◆ **Requirement**: Every line containing "arched" should be copied out. Go through the entries and find them.

◆ **Task material**:
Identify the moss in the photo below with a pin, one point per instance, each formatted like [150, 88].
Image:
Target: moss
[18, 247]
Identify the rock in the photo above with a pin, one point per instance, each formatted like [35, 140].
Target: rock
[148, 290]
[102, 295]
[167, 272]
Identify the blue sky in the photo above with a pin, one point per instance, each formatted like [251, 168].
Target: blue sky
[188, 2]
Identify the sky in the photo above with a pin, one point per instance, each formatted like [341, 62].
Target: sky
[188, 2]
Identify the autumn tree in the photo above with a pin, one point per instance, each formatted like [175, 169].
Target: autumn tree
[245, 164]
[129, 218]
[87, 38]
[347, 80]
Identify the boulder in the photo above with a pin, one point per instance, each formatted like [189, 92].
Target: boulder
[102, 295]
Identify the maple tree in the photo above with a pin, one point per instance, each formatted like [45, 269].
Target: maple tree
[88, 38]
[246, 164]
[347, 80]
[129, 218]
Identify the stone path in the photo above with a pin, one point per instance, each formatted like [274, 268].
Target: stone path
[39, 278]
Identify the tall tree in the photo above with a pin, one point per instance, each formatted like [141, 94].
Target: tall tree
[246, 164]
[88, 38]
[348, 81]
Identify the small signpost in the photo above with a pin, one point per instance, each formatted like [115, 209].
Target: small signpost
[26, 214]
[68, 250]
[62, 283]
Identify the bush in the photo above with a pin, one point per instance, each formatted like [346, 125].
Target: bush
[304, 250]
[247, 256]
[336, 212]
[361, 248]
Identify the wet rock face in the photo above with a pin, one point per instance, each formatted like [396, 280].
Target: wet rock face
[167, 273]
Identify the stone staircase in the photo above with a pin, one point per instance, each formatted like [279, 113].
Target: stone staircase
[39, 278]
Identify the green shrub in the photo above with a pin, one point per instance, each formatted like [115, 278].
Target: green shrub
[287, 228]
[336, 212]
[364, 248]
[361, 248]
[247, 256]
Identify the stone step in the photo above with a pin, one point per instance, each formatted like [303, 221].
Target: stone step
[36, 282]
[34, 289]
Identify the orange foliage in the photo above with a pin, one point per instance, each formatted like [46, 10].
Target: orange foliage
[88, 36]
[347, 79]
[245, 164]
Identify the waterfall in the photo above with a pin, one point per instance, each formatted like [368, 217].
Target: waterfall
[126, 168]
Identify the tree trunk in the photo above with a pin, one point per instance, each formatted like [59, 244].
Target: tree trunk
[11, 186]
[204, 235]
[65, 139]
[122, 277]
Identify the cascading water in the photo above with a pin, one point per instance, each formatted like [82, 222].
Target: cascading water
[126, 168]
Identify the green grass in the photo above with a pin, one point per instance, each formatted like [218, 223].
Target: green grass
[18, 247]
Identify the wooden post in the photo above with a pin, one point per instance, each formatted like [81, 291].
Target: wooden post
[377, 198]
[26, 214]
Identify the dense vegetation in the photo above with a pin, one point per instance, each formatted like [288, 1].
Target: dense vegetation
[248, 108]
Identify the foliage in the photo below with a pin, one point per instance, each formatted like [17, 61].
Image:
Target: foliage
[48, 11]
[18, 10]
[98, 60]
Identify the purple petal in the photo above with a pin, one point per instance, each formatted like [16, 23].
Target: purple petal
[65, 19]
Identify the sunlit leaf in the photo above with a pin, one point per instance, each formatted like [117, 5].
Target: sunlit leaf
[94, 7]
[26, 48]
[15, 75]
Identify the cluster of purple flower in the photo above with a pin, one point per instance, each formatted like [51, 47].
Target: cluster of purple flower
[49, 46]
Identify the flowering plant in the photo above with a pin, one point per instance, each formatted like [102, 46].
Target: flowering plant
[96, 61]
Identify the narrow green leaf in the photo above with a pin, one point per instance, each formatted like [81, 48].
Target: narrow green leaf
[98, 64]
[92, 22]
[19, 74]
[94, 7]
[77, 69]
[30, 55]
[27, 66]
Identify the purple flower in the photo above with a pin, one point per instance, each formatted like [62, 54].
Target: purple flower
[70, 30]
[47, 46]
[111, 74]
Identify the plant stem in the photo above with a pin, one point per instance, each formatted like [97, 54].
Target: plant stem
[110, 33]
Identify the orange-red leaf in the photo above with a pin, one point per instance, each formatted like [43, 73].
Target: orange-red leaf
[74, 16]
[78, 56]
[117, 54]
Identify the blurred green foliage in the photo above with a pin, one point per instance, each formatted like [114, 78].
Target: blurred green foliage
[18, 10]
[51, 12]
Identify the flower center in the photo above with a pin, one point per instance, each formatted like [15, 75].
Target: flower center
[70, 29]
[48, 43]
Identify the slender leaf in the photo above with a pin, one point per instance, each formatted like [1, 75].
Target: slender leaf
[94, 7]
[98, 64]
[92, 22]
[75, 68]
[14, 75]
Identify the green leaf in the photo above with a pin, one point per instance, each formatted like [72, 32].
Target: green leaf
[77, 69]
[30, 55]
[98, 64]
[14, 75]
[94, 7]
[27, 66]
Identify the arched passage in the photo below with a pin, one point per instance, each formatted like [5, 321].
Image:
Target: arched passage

◆ **Solution**:
Identify the arched passage in the photo below with a pin, one point per instance, each formatted like [5, 321].
Target: arched passage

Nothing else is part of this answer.